Extract the listing below in full and reproduce every line verbatim, in its original order.

▶ **Data section**:
>>>

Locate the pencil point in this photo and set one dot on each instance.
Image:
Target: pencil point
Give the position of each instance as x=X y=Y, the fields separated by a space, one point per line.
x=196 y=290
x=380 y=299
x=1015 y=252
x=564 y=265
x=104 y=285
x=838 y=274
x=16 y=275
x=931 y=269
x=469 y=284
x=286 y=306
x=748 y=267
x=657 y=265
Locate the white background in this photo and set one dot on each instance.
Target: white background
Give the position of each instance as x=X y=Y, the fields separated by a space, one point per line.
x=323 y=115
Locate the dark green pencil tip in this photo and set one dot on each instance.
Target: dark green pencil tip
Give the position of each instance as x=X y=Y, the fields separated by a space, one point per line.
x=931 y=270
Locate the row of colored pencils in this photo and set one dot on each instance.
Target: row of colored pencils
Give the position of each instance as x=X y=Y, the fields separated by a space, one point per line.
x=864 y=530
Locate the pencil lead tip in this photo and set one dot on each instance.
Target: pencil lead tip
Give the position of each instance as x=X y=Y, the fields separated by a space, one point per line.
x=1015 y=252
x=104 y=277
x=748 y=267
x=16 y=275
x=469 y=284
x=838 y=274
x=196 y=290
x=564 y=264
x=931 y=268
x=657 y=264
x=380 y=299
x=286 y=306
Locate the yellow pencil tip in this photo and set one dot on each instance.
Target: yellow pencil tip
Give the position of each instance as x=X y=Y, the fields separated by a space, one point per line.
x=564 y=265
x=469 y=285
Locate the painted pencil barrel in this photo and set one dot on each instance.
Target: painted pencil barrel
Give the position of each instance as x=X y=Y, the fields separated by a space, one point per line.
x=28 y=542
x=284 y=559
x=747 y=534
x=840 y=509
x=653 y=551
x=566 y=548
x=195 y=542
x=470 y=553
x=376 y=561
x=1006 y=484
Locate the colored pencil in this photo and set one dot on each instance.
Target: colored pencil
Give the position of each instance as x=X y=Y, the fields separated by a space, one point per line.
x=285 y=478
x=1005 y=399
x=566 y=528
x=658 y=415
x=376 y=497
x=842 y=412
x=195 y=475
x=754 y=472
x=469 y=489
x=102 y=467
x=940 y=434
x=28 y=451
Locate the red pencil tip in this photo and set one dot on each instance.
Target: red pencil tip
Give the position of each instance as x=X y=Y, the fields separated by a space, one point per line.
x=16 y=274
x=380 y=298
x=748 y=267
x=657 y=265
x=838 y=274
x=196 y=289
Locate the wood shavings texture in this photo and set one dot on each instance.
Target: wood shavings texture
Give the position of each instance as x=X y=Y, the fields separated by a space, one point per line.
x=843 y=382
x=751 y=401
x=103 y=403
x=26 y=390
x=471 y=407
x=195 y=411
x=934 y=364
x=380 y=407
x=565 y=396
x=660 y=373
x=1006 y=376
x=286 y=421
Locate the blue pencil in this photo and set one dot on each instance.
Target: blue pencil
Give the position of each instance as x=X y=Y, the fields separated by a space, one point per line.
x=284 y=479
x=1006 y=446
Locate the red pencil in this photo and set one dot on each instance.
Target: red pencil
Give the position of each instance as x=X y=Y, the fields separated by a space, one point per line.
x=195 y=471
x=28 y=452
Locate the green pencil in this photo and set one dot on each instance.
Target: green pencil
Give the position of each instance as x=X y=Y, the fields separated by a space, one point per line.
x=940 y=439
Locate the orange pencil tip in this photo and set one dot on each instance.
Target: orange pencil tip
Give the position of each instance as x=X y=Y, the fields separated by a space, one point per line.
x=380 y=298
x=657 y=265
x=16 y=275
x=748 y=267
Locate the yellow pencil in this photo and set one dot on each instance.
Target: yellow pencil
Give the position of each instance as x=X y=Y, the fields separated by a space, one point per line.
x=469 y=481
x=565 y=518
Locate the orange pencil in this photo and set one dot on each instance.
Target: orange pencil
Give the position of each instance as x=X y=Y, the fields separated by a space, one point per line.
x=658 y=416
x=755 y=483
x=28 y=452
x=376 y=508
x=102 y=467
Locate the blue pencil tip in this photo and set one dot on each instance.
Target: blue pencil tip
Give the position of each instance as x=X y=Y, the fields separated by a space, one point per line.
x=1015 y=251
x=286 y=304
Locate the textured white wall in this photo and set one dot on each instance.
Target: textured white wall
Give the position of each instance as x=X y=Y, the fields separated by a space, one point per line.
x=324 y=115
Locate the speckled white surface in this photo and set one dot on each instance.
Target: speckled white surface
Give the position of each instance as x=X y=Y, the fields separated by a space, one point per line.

<<<

▶ **Correct response**:
Locate the pencil point in this photo and set one dot on each instance.
Image:
Target: pencil point
Give the position of each instance as x=X y=Y, the fields separated by a space, one point per line.
x=196 y=290
x=380 y=299
x=1015 y=252
x=564 y=265
x=104 y=285
x=838 y=274
x=16 y=275
x=931 y=269
x=469 y=284
x=286 y=306
x=748 y=267
x=657 y=265
Locate the white background in this photo and set one dot on each instance.
Target: white background
Give the position of each instance as x=X y=Y, the fields separated by a space, one point per line.
x=323 y=115
Locate the dark green pencil tip in this photo and set one dot on each instance.
Target: dark green pencil tip
Give the position of each instance as x=X y=Y, the fields separated by a space, one point per line.
x=931 y=270
Locate the row of colored pencils in this photo and set one dot on each instance.
Target: row of colored pencils
Give the position of each instance as x=X y=Y, the fields separated by a space, one point per line.
x=864 y=530
Locate the pencil lead tip in this photo and set one dot on each instance.
Target: pencil lead tip
Give the position of each instance as x=X y=Y, the fields separated by a space, one point per line.
x=1015 y=252
x=104 y=277
x=748 y=267
x=16 y=275
x=469 y=284
x=838 y=274
x=196 y=290
x=564 y=264
x=931 y=268
x=657 y=264
x=380 y=299
x=286 y=306
Locate the yellow pencil tip in this photo and set one dot on each instance.
Target: yellow pencil tip
Give the position of each instance as x=X y=Y, the fields separated by a space, one point per line.
x=564 y=265
x=469 y=285
Locate the painted pencil barrel in this photo and set one dot on each instance.
Target: painted pencil barrel
Give the position of each instance as x=X y=Y, the fields separated by a space, one point per line.
x=28 y=542
x=284 y=559
x=747 y=534
x=840 y=509
x=653 y=551
x=566 y=548
x=195 y=542
x=470 y=553
x=376 y=561
x=1006 y=484
Locate the colored pencil in this photo and set one dot on each instance.
Target: colored pencil
Give the position of each instance as x=X y=Y, the fields separated by a space, one point per line.
x=285 y=478
x=1005 y=399
x=566 y=528
x=658 y=415
x=376 y=497
x=842 y=412
x=195 y=475
x=754 y=472
x=469 y=489
x=102 y=467
x=940 y=434
x=28 y=451
Locate the red pencil tip in this photo and set one dot on each instance.
Target: red pencil tip
Give the position of each instance as x=X y=Y, the fields separated by a space, one point per line.
x=16 y=274
x=380 y=298
x=748 y=267
x=657 y=265
x=838 y=274
x=196 y=289
Locate the wood shavings texture in this photo and set one dot on each instance.
Target: wood shavings texture
Give the position of each instance as x=X y=Y, the fields separated by a space, one point per line.
x=843 y=382
x=751 y=401
x=103 y=403
x=26 y=390
x=471 y=407
x=195 y=411
x=934 y=364
x=380 y=407
x=565 y=396
x=660 y=373
x=1006 y=376
x=286 y=421
Locate the blue pencil in this photo and set one dot on each instance.
Target: blue pencil
Give the position of each instance as x=X y=Y, the fields separated by a space, one point per line.
x=284 y=479
x=1006 y=446
Locate the red pencil in this photo and set one dot on each instance.
Target: red pencil
Give the position of each instance as x=X y=Y, the fields separated by a space, one point per line.
x=195 y=471
x=28 y=452
Locate the green pencil in this photo and set one dot on each instance.
Target: green pencil
Give the position of each instance as x=X y=Y, the fields separated by a space, one point per line.
x=940 y=439
Locate the orange pencil tip in this photo and set one dot on each instance.
Target: orange pencil tip
Give the position of each instance as x=X y=Y, the fields separated by a space, one point per line.
x=380 y=298
x=657 y=265
x=16 y=275
x=748 y=267
Locate the yellow pencil in this photo and set one dot on each instance.
Target: yellow pencil
Give the position of each instance as x=X y=Y, the fields separated by a space, one point per line.
x=469 y=481
x=565 y=518
Locate the orange pencil in this photo and set one dot on each instance.
Target: orange pencil
Give the position of each instance as x=X y=Y, the fields separated by a space, one point per line.
x=658 y=416
x=755 y=483
x=28 y=452
x=376 y=508
x=102 y=467
Locate the blue pencil tip in this photo and set one dot on each instance.
Target: blue pencil tip
Give the position of each instance as x=X y=Y, the fields separated by a space, one point per line.
x=1015 y=251
x=286 y=304
Locate the textured white wall in this photo and set one dot on each instance.
Target: textured white wall
Give the position of each instance as x=X y=Y, the fields separated by a space, one point per line.
x=324 y=115
Locate the speckled white surface in this photo and set one dot on each instance.
Target: speckled white surface
Give the position of each instance as x=X y=Y, the fields separated by a space, one point per line.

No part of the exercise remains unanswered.